TEXT SECTION —
......
Former City Controller Rebecca Rhynhart was trailing in second place with 23% of the vote, closely followed by former Councilmember Helen Gym, with 22%. Fourth and fifth were former Councilmember Allan Domb (11%) and supermarket magnate Jeff Brown (9%). No other candidate notched above 2%.
The other front-runners all gave concession speeches Tuesday night.
Early estimates show relatively strong turnout, potentially higher than the 27% of registered voters who cast a ballot in the 2015 primary won by Jim Kenney.
Parker will face former Councilmember David Oh, the lone Republican candidate for mayor, in November’s general election.
The realities awaiting mayor No. 100
A close outcome had long been expected for what turned out to be the most expensive race in city history, with campaigns and associated super PACs raising more than $31 million.
The race featured an unusually qualified field of contenders, including five former councilmembers, the former city controller, and a prominent local businessperson. Independent polls didn’t show up until late in the race, and it remained close through the finish.
Several observers have pointed to the slim polling margins between the candidates as evidence Philadelphia should adopt ranked-choice voting. The method, which aims to produce more of a consensus winner by letting voters choose multiple candidates and rank them, has gained steam nationally. As of now, it isn’t legal in Pennsylvania.
Overall, the race had an unusually prominent focus on the pressing issues facing the city.
After a fall and winter of campaign announcements, there were dozens if not hundreds of forums, debates, and other voter education events hosted by community and media organizations as part of the Lenfest Institute’s Every Voice, Every Vote initiative.
These programs all did their part to explore the candidates’ proposed solutions to the top issues concerning voters, including crime and public safety, education, economic opportunity, housing and arts and culture.
Over 65% of residents say the city is seriously on the wrong track, per a mid-March survey commissioned by the EVEV initiative. It’s a glimpse of the pessimistic cloud that COVID, a staggering number of homicides in 2021 and 2022, and a genuine crisis of leadership cast on Kenney’s second term.
That mood will be the context which Parker, likely to pick up the mantle next, will be acting against, armed with the opportunity to seek and spend local and state funds in a state of somewhat unforeseen (and temporary) surplus, thanks to federal pandemic relief and legislation.
......
SOURCE MATERIAL —

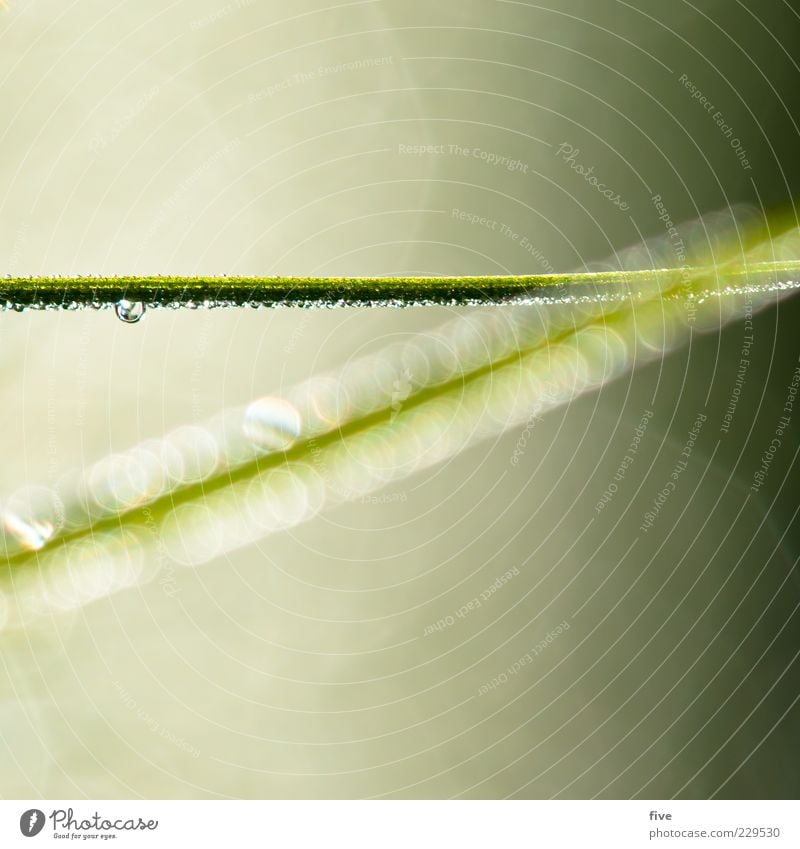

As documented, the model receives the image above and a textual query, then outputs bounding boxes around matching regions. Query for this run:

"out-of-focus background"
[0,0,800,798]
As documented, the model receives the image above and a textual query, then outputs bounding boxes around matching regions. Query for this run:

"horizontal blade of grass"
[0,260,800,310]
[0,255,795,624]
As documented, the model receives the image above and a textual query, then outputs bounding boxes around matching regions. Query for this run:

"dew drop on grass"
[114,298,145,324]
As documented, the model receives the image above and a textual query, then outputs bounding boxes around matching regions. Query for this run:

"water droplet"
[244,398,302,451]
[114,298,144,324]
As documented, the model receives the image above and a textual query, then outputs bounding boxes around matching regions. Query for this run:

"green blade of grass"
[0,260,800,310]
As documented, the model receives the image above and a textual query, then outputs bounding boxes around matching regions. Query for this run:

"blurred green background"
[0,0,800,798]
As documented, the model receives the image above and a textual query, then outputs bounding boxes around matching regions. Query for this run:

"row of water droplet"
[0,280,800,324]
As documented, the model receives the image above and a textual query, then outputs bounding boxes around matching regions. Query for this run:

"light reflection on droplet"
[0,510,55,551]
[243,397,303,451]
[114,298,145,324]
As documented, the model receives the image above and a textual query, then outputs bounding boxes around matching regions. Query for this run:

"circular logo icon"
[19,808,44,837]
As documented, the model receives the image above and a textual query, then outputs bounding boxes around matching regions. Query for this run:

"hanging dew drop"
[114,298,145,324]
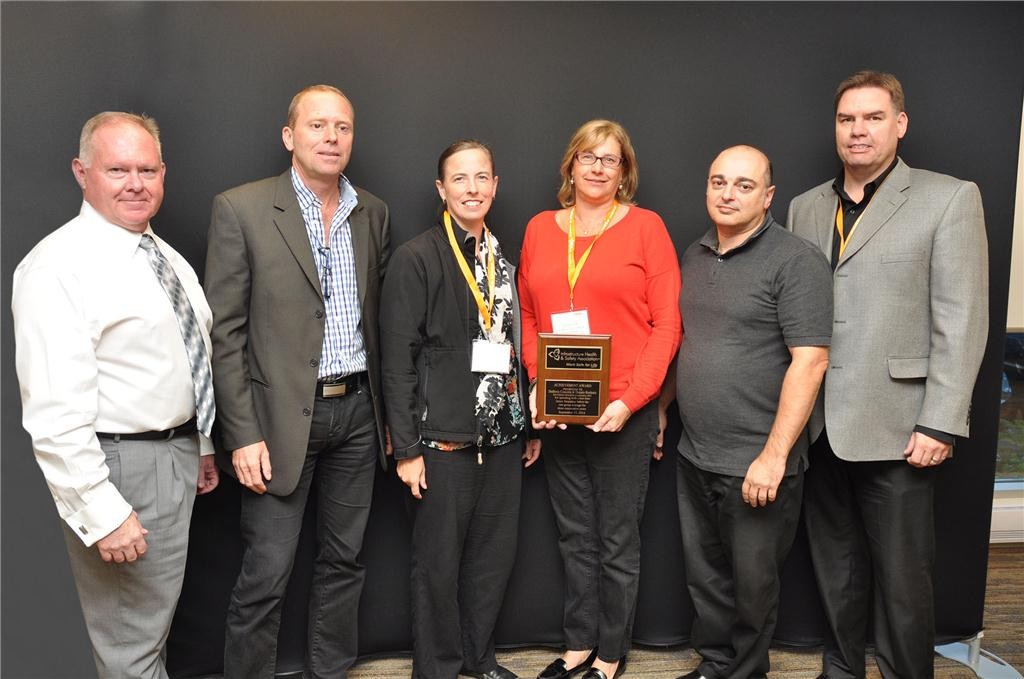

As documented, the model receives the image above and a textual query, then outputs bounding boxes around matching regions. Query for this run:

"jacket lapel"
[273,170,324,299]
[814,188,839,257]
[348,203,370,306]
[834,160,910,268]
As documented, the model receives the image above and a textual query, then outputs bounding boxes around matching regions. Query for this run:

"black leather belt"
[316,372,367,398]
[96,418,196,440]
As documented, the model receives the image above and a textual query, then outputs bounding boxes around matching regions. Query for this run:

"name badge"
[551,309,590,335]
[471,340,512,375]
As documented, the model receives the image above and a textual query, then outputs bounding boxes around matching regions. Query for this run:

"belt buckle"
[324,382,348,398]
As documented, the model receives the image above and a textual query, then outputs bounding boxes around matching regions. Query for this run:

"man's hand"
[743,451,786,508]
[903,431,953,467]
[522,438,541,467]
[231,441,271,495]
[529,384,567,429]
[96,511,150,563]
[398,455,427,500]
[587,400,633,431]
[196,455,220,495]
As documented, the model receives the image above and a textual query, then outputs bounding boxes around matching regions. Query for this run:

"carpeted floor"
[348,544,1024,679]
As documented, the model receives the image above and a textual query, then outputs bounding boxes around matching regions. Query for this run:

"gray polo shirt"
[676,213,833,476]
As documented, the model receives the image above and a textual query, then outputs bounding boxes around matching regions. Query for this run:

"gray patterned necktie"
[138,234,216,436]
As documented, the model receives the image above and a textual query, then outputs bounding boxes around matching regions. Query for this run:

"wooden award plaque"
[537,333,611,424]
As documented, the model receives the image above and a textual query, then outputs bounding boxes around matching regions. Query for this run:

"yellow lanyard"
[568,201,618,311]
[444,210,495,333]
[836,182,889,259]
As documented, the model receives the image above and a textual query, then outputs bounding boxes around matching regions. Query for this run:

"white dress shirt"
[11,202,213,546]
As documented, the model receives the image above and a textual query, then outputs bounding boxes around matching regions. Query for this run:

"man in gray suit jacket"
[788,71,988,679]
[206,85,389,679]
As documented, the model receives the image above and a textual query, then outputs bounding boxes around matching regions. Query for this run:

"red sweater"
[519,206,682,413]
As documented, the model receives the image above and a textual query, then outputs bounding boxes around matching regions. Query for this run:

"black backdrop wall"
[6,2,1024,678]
......
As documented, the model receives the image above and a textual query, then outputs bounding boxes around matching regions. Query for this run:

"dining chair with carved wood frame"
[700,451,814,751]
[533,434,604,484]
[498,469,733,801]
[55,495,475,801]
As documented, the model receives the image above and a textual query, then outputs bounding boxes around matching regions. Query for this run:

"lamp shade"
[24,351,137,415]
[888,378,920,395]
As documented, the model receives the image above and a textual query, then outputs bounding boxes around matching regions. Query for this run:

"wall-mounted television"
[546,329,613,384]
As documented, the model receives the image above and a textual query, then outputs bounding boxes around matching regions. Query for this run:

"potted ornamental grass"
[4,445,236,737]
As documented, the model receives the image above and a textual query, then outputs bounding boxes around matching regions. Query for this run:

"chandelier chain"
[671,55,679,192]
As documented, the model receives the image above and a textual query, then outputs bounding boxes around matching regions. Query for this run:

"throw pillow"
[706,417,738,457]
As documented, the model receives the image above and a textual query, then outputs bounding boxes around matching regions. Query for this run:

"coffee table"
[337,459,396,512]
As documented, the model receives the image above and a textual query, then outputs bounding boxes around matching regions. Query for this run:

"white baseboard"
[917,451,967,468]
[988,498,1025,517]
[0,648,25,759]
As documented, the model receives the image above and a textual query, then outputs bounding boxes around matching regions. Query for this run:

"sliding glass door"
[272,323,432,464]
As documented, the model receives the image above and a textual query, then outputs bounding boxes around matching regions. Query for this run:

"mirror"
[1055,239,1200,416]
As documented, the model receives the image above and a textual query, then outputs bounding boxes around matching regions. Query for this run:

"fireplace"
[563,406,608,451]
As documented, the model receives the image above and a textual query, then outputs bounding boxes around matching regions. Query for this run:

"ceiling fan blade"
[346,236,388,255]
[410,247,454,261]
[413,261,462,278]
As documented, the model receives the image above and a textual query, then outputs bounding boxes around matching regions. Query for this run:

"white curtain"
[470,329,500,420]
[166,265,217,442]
......
REQUIRED ACTIONS —
1 – From the article on the Philadelphia mayoral race, list each candidate whose share of the vote is given, along with that share.
2 – Resume the article on the Philadelphia mayoral race from where it stops.

SET OF ANSWERS —
1 –
Rebecca Rhynhart, 23%
Helen Gym, 22%
Allan Domb, 11%
Jeff Brown, 9%

2 –
In the race’s closing weeks a series of independent polls were released that all showed a game-changing number of undecided voters, meaning there was little sign of a demonstrative advantage for any of the top three women frontrunners heading into Election Day.
How did Philadelphia’s political factions line up?
Candidate endorsements largely came before the race’s final weeks, and like votes, were split thoroughly between the top candidates.
Building trades unions and local elected officials were nearly unanimous in their support of longtime legislator Parker,
Rhynhart won the support of three former mayors and quite a few highly active wards throughout the city.
Municipal workers in District Council 33 and most law enforcement unions supported Jeff Brown. Other municipal workers in District Council 47, plus the local teacher’s union and many progressive community organizations backed Gym.
Moneyed political action committees spent plenty in support of the top candidates, save for the largely self-funded candidacy of former councilmember and entrepreneur Domb.
The campaign trail was fairly cordial until about a month and a half before Election Day, when public engagements became a venue for candidates to air both veiled and direct criticisms of their opponents.
Former councilmembers Derek Green and Maria Quiñones Sánchez dropped out in early April, with Quiñones Sánchez noting that her operation couldn’t keep up with the “obscene” amount of money being splashed around.
A Board of Ethics investigation into first-time candidate Jeff Brown was at the core of many public callouts, but barbs were traded left and right on personal and political grounds.